**TEXT TO READ**

__________________________________________________

Lessons from the great state of Vermont

This spring, I was contracted by the Vermont State Agency of Education to teach a graduate course to 21 outstanding physical education professionals. This course blended on-line and on-campus learning through both synchronous and asynchronous learning experiences. The purpose of the course was two-fold: to support teachers’ leadership development and to prepare them for the state-wide mandated shift to proficiency-based physical education. Proficiency-based education is sometimes called standards-based or outcome-based education. For the purpose of this post, I will refer to it as standards-based education.

Before I dive into the standards-based physical education content, I want to highlight the ingeniousness of this project. The physical education coordinator for the state of Vermont, Lindsay Simpson, hired me and then collaborated with me very closely for this course, and I want to be certain she gets major kudos for her tireless efforts. Lindsay supports the PE teachers in VT incredibly well although she would never say that - it is the teachers in VT who made sure I knew this! She realized the only sustainable approach to a state-wide shift to standards-based education would be for physical education leaders throughout the state to work with their physical education colleagues within their local districts. Therefore, the very intense graduate course focused on both the leadership and standards-based physical education components. Course evaluations suggest the teachers learned lots during this course and loved the collaborative nature of it. Lindsay gets all credit for this. She is an exceptional leader and I was humbled to support her vision. If you know Lindsay, you know she is a thorough, responsive, competent and caring professional. You may or may not know what an athlete she is! So, if you talk to her, be sure to wish her major congratulations as she just finished the Vermont 100  - a 100 mile ultramarathon. Not only did Lindsay complete 100 MILES of running, she placed as the 5th overall female. I have goosebumps as I type this! I am in awe! 

I also need to thank the 21 incredible educators who hung out with me virtually every Monday night and then for several days in May. You are champions and true professionals. Your determination and commitment to success inspired me daily and I want to thank you for not leaving a stone unturned in our journey together. If my own children have physical education teachers like you, I will be the happiest mum in St. Louis! 

Back to the post -

If you work in the physical education sector and are interested in this topic, the first thing you should do is purchase and read this text. Lund and Tannehill do an excellent job of explaining and supporting a district to shift to standards-based education. While I know people want everything to be free and open-source these days, sometimes you get what you pay for. This book is worth it. I strongly recommend the 3rd edition as it's based on SHAPE America's most current national physical education standards and research in the field. This book is necessary to develop sound curriculum and, once that is complete, teachers can focus on yearly plans and then lesson plans. Once teachers are ready to design a physical education lesson based on standards-based instruction, I highly recommend Southwest District Teacher of the Year, Terri Drain's presentation which is presented following this paragraph. Just don't watch it yet. Sometimes teachers make the mistake of examining standards-based instruction at the lesson plan level before they have the big picture, and I think that is too overwhelming for many. I encourage you to bookmark Terri's presentation and watch it once you grasp the big picture of standards-based physical education.

__________________________________________________

Source records:
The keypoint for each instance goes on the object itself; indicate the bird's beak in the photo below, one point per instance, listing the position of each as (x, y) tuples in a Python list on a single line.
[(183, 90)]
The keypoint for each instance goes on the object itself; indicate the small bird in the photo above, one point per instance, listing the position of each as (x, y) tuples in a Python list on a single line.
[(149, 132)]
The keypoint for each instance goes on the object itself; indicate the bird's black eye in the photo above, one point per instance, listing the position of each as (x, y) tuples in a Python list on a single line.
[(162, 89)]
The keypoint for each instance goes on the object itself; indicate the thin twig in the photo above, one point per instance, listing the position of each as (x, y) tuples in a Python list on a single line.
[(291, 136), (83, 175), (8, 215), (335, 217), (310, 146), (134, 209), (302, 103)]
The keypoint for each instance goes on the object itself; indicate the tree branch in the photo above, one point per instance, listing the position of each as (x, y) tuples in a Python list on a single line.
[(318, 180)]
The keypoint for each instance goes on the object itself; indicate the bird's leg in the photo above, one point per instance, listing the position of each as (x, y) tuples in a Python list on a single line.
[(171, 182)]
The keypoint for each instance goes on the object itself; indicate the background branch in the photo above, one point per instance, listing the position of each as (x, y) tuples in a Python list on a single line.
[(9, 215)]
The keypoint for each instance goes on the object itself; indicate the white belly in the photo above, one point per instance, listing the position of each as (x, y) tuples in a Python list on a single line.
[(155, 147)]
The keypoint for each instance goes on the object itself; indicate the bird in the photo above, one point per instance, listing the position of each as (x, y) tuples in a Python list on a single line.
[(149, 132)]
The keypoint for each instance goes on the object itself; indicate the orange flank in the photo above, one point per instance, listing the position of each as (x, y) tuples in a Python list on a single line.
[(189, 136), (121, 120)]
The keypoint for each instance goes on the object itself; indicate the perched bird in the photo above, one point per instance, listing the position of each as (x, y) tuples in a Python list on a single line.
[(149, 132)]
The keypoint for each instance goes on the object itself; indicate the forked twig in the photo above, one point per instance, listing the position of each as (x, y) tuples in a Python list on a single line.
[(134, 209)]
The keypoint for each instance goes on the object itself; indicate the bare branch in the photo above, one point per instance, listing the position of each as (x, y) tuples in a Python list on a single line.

__________________________________________________

**AIM OF THE TASK**
In the post about teaching in Vermont, condense the paragraph that begins "This spring, I was contracted" into a short bulleted list that keeps its main facts. You won't need the source records.

**EXERCISE RESPONSE**
- The Vermont State Agency of Education contracted the writer this spring to teach a graduate course to 21 physical education professionals.
- The course combined online and on-campus learning, with both synchronous and asynchronous experiences.
- It had two goals: supporting teachers' leadership development and preparing them for the state-mandated shift to proficiency-based physical education.
- Proficiency-based education is also called standards-based or outcome-based education; the post uses "standards-based."